* Start *

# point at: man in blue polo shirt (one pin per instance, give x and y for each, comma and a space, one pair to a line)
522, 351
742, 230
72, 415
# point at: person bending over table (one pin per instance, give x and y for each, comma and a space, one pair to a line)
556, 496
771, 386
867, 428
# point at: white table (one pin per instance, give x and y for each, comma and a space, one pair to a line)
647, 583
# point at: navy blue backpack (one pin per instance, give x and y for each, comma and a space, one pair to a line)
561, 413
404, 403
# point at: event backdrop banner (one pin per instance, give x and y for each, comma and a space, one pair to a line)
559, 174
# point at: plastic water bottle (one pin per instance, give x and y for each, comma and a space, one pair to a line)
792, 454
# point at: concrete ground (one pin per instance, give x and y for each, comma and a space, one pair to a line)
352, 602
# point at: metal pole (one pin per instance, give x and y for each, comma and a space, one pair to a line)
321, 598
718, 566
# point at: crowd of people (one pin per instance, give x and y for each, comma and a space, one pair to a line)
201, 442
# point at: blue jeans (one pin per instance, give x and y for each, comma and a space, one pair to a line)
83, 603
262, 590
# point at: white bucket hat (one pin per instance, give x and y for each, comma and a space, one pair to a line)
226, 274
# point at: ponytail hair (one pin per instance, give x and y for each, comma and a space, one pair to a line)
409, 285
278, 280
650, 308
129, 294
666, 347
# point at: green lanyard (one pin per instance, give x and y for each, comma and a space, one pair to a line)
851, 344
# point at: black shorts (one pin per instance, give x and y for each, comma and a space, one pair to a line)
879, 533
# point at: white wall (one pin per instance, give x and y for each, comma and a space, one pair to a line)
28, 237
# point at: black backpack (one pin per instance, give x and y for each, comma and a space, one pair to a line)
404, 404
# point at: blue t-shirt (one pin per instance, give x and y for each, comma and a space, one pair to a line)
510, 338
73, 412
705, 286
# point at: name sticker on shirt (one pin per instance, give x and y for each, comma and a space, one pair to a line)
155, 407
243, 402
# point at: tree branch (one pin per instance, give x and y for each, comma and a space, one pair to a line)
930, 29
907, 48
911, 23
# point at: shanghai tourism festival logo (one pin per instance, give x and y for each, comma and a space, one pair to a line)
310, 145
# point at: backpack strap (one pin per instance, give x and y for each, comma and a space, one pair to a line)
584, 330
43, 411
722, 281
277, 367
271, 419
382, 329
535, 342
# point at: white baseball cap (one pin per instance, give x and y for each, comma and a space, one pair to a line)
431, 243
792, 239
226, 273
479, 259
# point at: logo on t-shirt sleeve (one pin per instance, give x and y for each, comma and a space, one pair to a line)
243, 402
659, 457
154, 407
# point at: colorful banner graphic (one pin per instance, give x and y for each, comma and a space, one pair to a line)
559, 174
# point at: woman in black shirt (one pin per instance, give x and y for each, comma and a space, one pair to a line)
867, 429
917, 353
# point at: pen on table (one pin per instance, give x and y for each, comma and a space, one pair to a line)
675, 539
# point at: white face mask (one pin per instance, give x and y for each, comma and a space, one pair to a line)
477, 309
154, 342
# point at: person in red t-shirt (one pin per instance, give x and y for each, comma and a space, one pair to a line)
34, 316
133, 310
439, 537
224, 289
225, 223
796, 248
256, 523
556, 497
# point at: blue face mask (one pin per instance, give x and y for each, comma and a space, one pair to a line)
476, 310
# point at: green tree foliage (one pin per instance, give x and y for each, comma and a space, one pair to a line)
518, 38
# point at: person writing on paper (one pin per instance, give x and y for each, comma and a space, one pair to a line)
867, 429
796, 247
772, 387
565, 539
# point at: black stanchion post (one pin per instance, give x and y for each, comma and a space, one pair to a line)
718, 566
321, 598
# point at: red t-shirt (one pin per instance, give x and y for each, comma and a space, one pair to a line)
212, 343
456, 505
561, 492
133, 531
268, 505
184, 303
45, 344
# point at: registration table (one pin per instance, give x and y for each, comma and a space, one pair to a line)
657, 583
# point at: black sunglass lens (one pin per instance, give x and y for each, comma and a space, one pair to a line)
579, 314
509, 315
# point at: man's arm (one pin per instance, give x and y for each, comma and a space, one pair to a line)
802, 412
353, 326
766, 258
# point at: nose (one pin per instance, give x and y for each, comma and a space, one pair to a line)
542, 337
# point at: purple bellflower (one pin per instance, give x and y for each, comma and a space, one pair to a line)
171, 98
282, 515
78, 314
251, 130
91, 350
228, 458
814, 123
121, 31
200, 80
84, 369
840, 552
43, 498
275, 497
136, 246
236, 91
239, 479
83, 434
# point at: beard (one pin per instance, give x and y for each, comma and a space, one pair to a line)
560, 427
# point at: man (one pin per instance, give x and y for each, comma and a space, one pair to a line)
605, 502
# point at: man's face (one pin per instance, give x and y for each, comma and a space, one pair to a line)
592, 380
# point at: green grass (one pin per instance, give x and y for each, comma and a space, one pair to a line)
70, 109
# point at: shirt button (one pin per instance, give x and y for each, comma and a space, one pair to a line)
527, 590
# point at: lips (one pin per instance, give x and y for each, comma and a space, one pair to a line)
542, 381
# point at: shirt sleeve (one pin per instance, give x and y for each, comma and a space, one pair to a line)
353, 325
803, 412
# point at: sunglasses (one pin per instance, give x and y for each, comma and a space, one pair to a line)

* End *

▸ **Goal**: The records above need to be transcribed in full. Keep every character unchanged.

▸ **Task answer**:
# point at: man in blue polo shirt (one pin per instance, give x and y for each, comma and a space, one pair to a line)
522, 351
742, 230
72, 415
# point at: person bending over table (one pin per instance, give x and y for each, comma and a space, one pair to a line)
556, 496
771, 386
867, 428
# point at: white table (one pin per instance, give x and y for each, comma and a space, one pair to a line)
647, 583
# point at: navy blue backpack (one pin per instance, give x and y for each, comma and a space, one pair to a line)
561, 413
404, 403
# point at: event backdrop banner (one pin per instance, give x and y for each, comma and a space, one pair to a line)
559, 174
# point at: plastic water bottle (one pin per instance, give x and y for each, comma and a space, one pair to a line)
792, 454
# point at: concrete ground (one pin per instance, give x and y for each, comma and a space, one pair to a line)
352, 602
# point at: metal pole (one pin per instance, give x and y for each, comma and a space, one pair to a line)
321, 598
718, 566
# point at: crowd of people (one pin per instance, give x and y for each, comma and a space, one pair to a line)
201, 442
# point at: blue jeans (one pin per instance, give x and y for each, comma and a space, one pair to a line)
83, 603
262, 590
# point at: white bucket hat (one pin per instance, give x and y for each, comma and a space, one pair to a line)
226, 274
# point at: ponytail hair (one pin per instance, give x and y for each, comma and a space, one pair to a line)
409, 285
278, 280
650, 308
129, 294
666, 347
# point at: green lanyard (one pin per instance, give x and y for each, comma and a space, one pair to a line)
851, 344
# point at: black shorts (one pin per instance, give x and y for each, comma and a space, one pair to a line)
879, 533
# point at: white wall (one pin per instance, give x and y for each, comma and a space, one pair to a line)
28, 237
# point at: black backpack (one pin per instance, give x and y for each, comma and a space, one pair to a line)
404, 404
# point at: blue t-shirt (one pin per instance, give x and y for each, comma and a space, one pair to a line)
510, 338
73, 412
705, 286
# point at: name sticker on shirt (one pin per instance, give x and y for each, comma and a space, one pair to a line)
155, 407
243, 402
# point at: tree branch (one pin per instance, give x and y for each, comma and a space, one pair to a line)
930, 29
907, 48
911, 23
# point at: shanghai tourism festival logo (one pin per instance, give x and y for each, comma and a space, one pair to a line)
310, 145
# point at: backpack strap (one pin per instance, give x and y for each, comma and a space, one pair to a line)
584, 330
43, 411
722, 281
277, 367
271, 419
382, 329
535, 342
# point at: white baseball cap (one pin per instance, give x and y for each, comma and a space, one pair to a line)
431, 243
792, 239
226, 273
479, 259
# point at: logo on t-shirt sleeve (one pin per instance, give x and y for each, comma and a space, one pair to a line)
243, 402
659, 457
154, 407
# point at: colorful banner graphic (one pin per instance, give x and y for each, comma and a space, one pair to a line)
559, 174
# point at: woman in black shirt (one pin per instance, give x and y for each, comma and a space, one pair to a line)
867, 429
917, 353
# point at: pen on table (one pin per instance, give x and y for each, comma and a space, one pair to a line)
675, 539
# point at: white face mask (one pin per instance, give x and y for each, comma and a space, one pair to a line)
477, 309
154, 342
# point at: person in red t-shirt (one pin per instance, give x and y for each, comma and a space, one pair to a line)
34, 316
133, 310
439, 537
224, 289
225, 223
796, 248
256, 523
556, 497
# point at: blue face mask (one pin per instance, give x and y for each, comma and a space, one pair to a line)
476, 310
# point at: green tree foliage (one pin per instance, give x and y for each, comma and a space, one pair to a line)
518, 38
# point at: person writing on paper (one pin per instance, give x and y for each, comma and a space, one pair to a line)
867, 429
796, 247
772, 387
565, 539
# point at: black stanchion post (one pin per instance, give x and y for each, comma and a space, one pair to a line)
718, 566
321, 598
# point at: red t-shirt (one pin per instance, give x and y for each, comma and a space, one pair to a line)
212, 343
456, 505
561, 492
133, 531
268, 505
184, 303
45, 344
# point at: registration table (one pin per instance, give x and y for each, comma and a space, one pair to a line)
657, 583
# point at: black sunglass lens (one pin per instance, give x and y for each, comma and a space, one pair to a line)
579, 314
509, 315
# point at: man's arm (one pin per instance, give x and y for each, comma and a space, one pair to a line)
802, 412
353, 326
766, 258
# point at: nose (one pin per instance, give x and y for each, comma and a space, one pair to a line)
542, 337
# point at: purple bellflower (one pin per instance, give x and y for each, comma and a space, one pair to a line)
171, 98
282, 515
78, 314
251, 130
91, 350
228, 458
814, 123
121, 31
200, 80
84, 369
840, 552
43, 498
275, 497
136, 246
236, 91
239, 479
83, 434
# point at: beard (one pin per instance, give x and y for each, comma and a space, one pair to a line)
560, 427
# point at: man (one pin per instance, give x and y for each, comma and a space, one pair to a line)
605, 502
# point at: man's face (one pin per instance, give x and y for each, comma and a space, one pair to a line)
592, 380
# point at: green grass (one pin per instance, give x and y for each, comma and a space, one pair to a line)
70, 109
# point at: shirt button (one pin per instance, give x and y for each, comma and a space, one pair to a line)
527, 590
# point at: lips (one pin per instance, give x and y for each, comma and a space, one pair to a line)
542, 381
# point at: shirt sleeve (one pin per instance, give x and y for each, comma and a space, one pair to a line)
353, 325
803, 412
# point at: sunglasses (one pin per instance, give x and y for each, comma and a space, one pair to a line)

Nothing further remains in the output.